Arrange every line of the entries below into a Markdown table with two columns, Row and Line, numbering the rows and skipping blank lines. Leave the pictures out.

Data shown —
--------
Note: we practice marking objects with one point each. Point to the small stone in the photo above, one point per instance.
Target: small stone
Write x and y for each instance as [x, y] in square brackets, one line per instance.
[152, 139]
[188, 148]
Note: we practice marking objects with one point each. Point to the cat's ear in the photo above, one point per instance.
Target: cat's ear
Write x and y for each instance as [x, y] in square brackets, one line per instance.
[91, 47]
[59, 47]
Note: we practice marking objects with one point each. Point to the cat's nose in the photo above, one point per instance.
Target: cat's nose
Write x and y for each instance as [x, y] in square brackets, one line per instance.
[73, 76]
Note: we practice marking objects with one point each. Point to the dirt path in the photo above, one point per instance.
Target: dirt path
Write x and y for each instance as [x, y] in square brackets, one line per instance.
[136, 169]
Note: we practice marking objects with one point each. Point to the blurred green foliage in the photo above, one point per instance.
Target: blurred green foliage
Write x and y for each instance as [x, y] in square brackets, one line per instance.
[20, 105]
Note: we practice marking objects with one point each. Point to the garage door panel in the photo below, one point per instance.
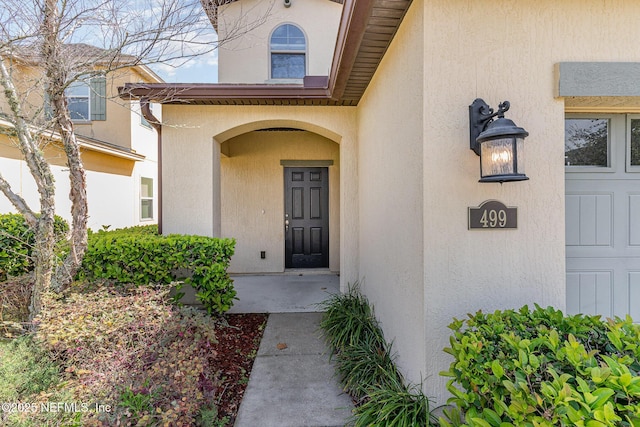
--------
Answer to this exercise —
| Row | Line |
|---|---|
| 1 | Note: we practice marking objects with one point each. Point to the small stone in the photo above, one point per instance. |
| 2 | Target: small stone |
| 3 | Write x and y for each instance as [x, y] in square brackets, one line per instance. |
| 4 | [152, 139] |
| 5 | [188, 148] |
| 6 | Note: we practice marking objects with one point each. Point to the cat's ear in the photo above, one point per instance. |
| 7 | Target: cat's ear |
| 8 | Write x and y for each instance as [x, y] in square brackets, one line per instance. |
| 9 | [91, 47] |
| 10 | [59, 47] |
| 11 | Note: we practice marking objects with one point each. Point to the cat's nose in the photo above, one point per instance. |
| 12 | Target: cat's nose |
| 13 | Write x and y for each instance as [x, y] in square brackets, one line per instance. |
| 14 | [73, 76] |
| 15 | Note: we practice marking objects with one point each. Point to the dirt path in the photo above, one point per instance. |
| 16 | Target: dirt path |
| 17 | Write x and y for each instance as [x, y] in square brackets, one line per instance. |
| 18 | [136, 169] |
| 19 | Note: we practice marking objects with one point each. Point to the blurred green foliage in the photo above, one point per instance. |
| 20 | Target: blurred green foliage |
| 21 | Write x and y for each instance as [x, y] in square brackets, one line per instance. |
| 22 | [20, 105] |
| 23 | Note: we practice marking objects with one point each. Point to the garage door panel in the photo below, one point per instance. |